Document:
++++++

WD drives detect a wd_ses device as well as the drive and I think that gives
me LED control (great for turning off blinkenlights at night)

My main problem with backup drives at the moment is getting hdparm/power
management settings to stick so the drives will spin down after an amount of
time. I've had more luck with USB than ESATA in this case.

I'd recommend AGAINST any ESATA/USB "docks" \- the USB to SATA bridges seem to
have a very high failure rate
([https://bugzilla.redhat.com/show_bug.cgi?id=895085](https://bugzilla.redhat.com/show_bug.cgi?id=895085)
for the first one I saw on Google)

------
zzzeek
I use duplicity extensively and I've written my own frontend around it.
Duplicity itself works very well, though has many areas in which it could
improve.

One is, it could play within the Python ecosystem more nicely; it doesn't
install with the usual setup.py mechanism and also is very resistant to any
kind of API/in-process usage; it's various features are locked up tight within
its commandline interface so writing frontends means you pretty much have to
pipe to a process to work with it.

++++++

Information supplied:

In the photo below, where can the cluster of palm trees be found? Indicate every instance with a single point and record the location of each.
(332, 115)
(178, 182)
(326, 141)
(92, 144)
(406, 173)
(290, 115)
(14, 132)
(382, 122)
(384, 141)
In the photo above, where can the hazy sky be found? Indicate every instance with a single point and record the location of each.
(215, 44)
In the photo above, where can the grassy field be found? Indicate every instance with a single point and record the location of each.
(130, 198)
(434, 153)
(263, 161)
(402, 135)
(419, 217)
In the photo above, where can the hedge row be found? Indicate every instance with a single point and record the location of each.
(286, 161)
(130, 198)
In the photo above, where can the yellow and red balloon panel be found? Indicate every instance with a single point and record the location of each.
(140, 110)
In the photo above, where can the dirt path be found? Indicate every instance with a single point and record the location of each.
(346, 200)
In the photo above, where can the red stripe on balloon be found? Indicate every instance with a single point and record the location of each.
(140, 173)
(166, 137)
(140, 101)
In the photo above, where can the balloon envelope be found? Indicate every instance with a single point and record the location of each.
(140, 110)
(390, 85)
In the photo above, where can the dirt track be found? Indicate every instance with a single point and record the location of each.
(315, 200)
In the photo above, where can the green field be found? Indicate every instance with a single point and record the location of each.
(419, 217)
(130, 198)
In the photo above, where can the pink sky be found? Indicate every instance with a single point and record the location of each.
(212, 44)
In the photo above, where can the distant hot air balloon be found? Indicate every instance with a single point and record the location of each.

++++++

To be done:
(a) List the ways the backup thread says duplicity fits poorly into the Python ecosystem.
(b) According to the backup thread, why does the writer recommend against ESATA/USB docks?
(c) Answer these questions from the backup thread:
(i) Besides the drive itself, what device do WD drives detect?
(ii) Which connection has the writer had more luck with in getting hdparm and power management settings to stick?
(iii) What has zzzeek written around duplicity?
The material above is separate from the backup thread.

The answers:
(a)
- It does not install with the usual setup.py mechanism.
- It is very resistant to any kind of API or in-process usage.
- Its features are locked up within its command-line interface, so writing a frontend means piping to a process.

(b) The writer says the USB to SATA bridges in these docks seem to have a very high failure rate.

(c)
(i) A wd_ses device.
(ii) USB.
(iii) A frontend.